Job A →
Convert the rows starting with the line containing "Verification request: locate any foliage" and going on through the line containing "xmin=267 ymin=511 xmax=319 ymax=563" into a numbered list, leaving out any blank lines.

Excerpted text →
- - - -
# Ladies....what do you bench press?



## Poppy3

So my lovely fiancé has signed me up for a bench & deadlift comp tomorrow.

Have no idea what weights the other girls will be doing (4 including me)

What has anyone done for 1rm max before?

Trying to decide what would be a good opening weight


----------



## UlsterRugby

All the best! I assume it's in weight classes?


----------



## andyhuggins

Poppy3 said:


> So my lovely fiancé has signed me up for a bench & deadlift comp tomorrow.
> 
> Have no idea what weights the other girls will be doing (4 including me)
> 
> What has anyone done for 1rm max before?
> 
> Trying to decide what would be a good opening weight


Tomorrow really?


----------



## Poppy3

Im not sure tbh, as there are only 4 of us entered no idea how it will work until I get there!

it's one of those really organised comps!
- - - -
Image entries on named regions →
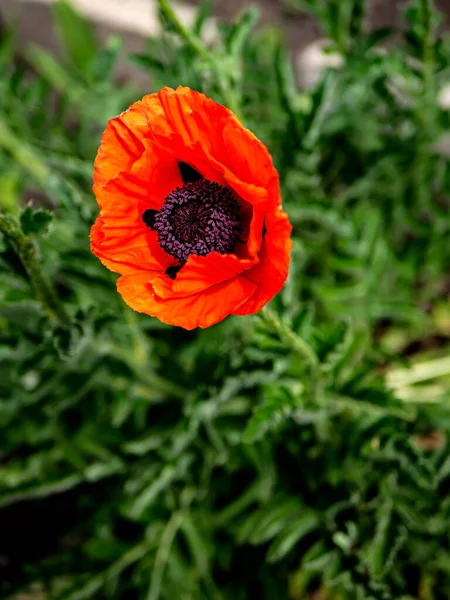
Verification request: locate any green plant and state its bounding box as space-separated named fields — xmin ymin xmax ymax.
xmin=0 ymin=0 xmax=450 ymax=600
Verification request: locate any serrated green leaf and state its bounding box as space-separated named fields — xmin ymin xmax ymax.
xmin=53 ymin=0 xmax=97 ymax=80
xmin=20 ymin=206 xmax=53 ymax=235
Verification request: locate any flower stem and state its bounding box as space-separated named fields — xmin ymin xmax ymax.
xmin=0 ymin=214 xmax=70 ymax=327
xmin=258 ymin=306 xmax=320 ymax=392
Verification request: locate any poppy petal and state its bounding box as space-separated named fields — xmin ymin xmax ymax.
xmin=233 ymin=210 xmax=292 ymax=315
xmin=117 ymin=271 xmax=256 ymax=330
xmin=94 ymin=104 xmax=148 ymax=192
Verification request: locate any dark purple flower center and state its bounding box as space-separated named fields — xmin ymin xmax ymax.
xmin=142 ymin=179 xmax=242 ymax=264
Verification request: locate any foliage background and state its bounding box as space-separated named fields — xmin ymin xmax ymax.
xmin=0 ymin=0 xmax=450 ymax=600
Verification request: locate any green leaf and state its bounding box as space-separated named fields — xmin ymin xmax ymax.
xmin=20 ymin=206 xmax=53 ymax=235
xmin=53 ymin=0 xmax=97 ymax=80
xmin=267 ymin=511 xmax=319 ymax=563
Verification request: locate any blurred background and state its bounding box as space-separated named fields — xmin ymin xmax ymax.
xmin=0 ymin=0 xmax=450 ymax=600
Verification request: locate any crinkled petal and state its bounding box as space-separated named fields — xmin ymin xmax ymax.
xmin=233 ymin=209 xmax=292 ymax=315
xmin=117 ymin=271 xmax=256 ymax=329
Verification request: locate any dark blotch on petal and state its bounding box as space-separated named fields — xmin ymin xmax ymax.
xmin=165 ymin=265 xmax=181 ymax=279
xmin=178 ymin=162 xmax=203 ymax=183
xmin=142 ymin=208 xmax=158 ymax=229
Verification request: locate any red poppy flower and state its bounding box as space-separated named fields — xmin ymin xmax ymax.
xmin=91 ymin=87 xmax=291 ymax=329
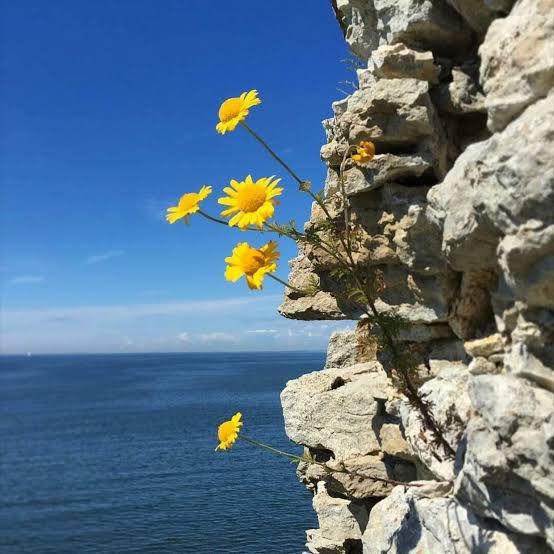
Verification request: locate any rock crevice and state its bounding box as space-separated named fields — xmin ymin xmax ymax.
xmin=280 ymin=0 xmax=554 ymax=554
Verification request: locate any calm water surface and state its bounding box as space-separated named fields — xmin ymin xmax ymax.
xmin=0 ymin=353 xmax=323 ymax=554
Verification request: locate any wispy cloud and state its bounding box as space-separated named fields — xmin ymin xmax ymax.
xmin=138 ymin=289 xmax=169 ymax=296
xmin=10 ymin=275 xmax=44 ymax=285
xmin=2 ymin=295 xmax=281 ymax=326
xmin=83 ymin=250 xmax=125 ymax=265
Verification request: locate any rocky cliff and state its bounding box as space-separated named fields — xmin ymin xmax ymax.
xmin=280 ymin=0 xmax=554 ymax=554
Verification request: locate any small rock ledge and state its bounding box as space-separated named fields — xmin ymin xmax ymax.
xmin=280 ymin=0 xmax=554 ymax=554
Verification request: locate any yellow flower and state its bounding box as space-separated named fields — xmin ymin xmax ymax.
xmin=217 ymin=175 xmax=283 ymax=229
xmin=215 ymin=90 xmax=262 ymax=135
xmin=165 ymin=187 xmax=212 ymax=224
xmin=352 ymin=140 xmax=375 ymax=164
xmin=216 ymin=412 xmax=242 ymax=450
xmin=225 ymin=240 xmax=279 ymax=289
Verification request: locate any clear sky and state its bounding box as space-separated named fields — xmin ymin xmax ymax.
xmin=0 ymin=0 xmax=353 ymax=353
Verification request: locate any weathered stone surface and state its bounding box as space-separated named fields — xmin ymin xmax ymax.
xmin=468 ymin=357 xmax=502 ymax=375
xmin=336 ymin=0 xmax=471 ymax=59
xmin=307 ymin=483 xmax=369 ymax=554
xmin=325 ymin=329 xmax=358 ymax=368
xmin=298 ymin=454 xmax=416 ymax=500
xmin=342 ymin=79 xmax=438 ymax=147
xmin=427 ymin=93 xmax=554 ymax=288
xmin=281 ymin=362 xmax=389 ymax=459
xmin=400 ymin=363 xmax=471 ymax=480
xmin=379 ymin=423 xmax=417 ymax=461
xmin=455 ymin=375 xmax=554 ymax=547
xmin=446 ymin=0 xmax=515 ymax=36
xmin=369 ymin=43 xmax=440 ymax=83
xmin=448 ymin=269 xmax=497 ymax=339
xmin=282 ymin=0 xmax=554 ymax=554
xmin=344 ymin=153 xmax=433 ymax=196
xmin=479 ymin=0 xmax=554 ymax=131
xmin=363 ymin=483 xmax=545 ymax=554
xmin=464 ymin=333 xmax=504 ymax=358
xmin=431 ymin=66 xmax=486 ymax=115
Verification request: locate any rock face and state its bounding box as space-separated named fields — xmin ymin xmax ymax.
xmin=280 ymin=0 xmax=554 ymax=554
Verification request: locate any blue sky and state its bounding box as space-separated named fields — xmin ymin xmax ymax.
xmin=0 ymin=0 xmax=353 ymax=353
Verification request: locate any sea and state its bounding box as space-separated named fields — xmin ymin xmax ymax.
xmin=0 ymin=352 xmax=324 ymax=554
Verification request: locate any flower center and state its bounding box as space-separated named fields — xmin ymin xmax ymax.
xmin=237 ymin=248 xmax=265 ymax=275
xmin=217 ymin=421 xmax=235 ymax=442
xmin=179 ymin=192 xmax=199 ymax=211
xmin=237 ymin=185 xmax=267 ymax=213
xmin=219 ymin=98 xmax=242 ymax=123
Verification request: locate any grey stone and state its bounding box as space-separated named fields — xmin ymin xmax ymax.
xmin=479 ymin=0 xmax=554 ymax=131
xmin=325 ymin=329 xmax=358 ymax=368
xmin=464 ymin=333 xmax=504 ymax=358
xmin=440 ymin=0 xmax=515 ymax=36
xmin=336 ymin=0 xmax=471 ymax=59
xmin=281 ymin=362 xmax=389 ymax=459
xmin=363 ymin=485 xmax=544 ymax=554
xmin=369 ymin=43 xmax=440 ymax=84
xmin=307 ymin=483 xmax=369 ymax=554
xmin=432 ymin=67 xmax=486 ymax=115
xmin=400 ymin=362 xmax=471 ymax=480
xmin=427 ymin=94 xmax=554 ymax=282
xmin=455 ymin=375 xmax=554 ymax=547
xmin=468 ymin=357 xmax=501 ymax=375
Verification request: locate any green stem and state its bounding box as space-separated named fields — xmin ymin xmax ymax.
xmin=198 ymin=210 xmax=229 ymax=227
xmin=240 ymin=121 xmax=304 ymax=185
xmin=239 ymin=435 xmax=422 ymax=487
- - - -
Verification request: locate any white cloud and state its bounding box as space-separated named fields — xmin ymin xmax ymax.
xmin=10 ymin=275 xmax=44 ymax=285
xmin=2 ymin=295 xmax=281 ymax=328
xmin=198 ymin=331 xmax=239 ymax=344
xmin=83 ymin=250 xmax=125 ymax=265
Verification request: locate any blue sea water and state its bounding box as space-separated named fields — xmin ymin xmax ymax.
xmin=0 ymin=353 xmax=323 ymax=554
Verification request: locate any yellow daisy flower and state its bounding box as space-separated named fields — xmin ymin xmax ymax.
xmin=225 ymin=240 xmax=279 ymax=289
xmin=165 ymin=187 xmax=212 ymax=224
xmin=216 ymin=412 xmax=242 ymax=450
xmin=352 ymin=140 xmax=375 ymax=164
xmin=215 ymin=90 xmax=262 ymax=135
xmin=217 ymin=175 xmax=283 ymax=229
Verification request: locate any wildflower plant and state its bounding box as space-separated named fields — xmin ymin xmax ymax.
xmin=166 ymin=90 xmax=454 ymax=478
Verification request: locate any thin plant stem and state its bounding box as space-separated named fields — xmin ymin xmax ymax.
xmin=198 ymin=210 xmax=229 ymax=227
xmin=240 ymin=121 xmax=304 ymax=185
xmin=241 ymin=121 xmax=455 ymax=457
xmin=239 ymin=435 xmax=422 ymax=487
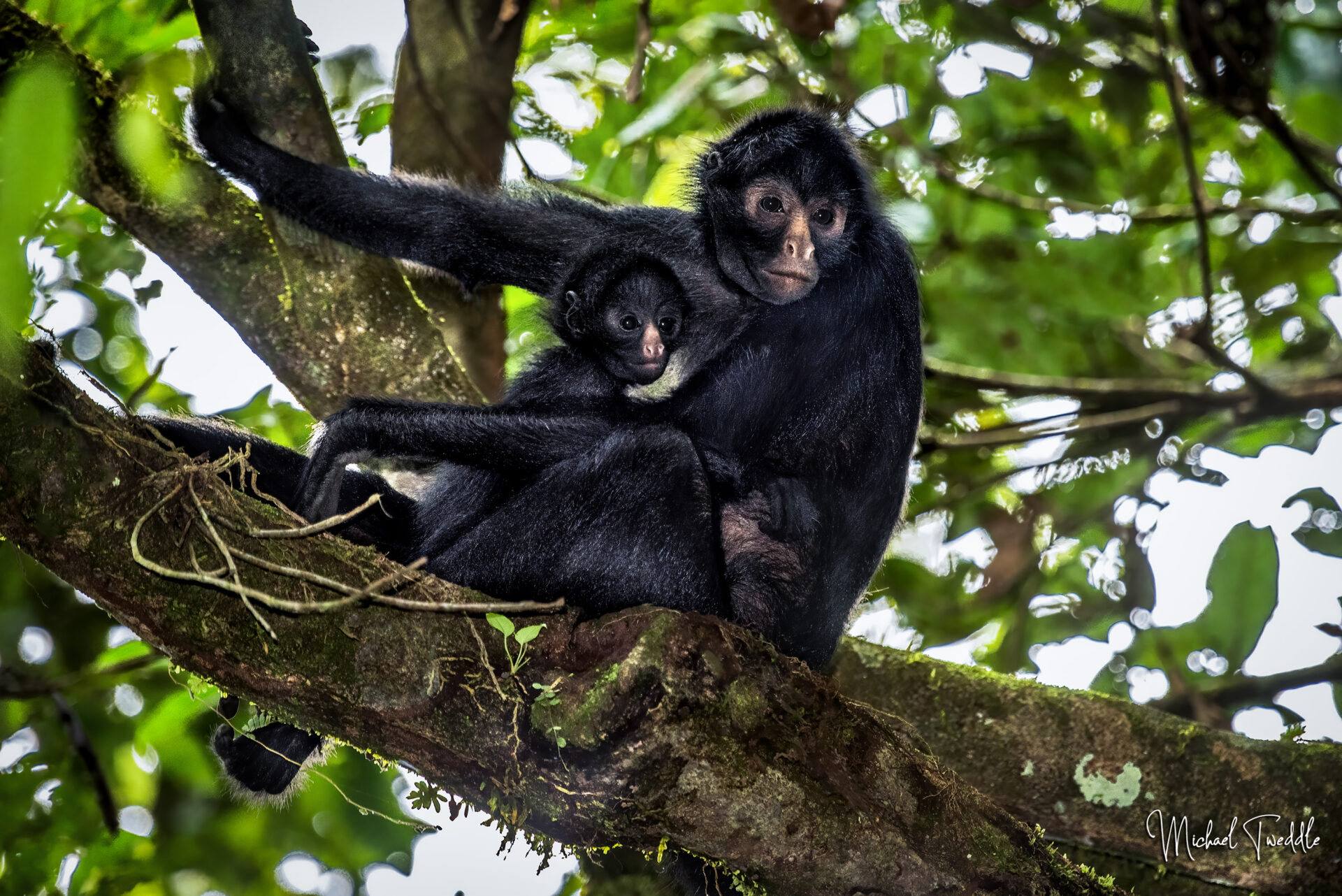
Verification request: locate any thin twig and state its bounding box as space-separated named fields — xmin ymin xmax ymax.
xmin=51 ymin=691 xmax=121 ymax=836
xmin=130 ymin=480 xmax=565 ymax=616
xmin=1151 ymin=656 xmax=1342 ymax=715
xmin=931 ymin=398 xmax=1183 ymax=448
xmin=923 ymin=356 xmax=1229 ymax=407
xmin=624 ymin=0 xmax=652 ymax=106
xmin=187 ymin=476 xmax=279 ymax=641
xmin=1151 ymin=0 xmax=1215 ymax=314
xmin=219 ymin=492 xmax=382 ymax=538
- - - -
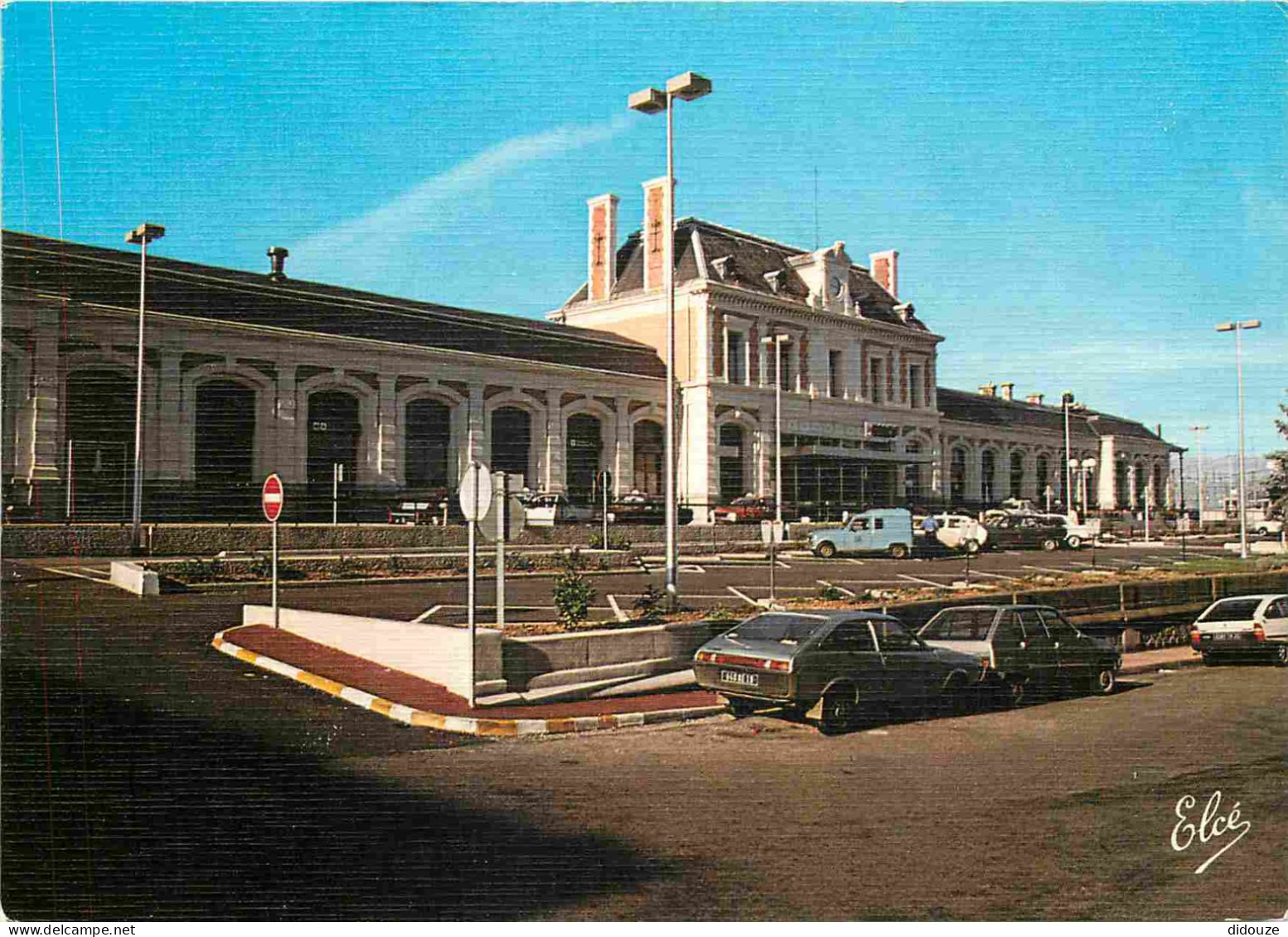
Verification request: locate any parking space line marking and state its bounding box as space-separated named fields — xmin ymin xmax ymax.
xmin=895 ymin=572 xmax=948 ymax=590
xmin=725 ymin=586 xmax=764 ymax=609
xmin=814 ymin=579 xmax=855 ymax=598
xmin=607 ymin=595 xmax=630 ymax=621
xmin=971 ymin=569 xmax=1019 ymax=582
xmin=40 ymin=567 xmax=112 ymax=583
- - - -
Job B →
Name each user who posts in the bench press thread.

Task result A →
1. Verification request: locate any foliage background and state its bounding box as space-separated named fields — xmin ymin xmax ymax.
2. xmin=0 ymin=0 xmax=450 ymax=600
3. Verification request: locate any green leaf and state its bounding box as space-separated named fields — xmin ymin xmax ymax.
4. xmin=20 ymin=206 xmax=53 ymax=235
5. xmin=53 ymin=0 xmax=97 ymax=80
6. xmin=267 ymin=511 xmax=319 ymax=563

Task result B →
Poppy3, UlsterRugby, andyhuggins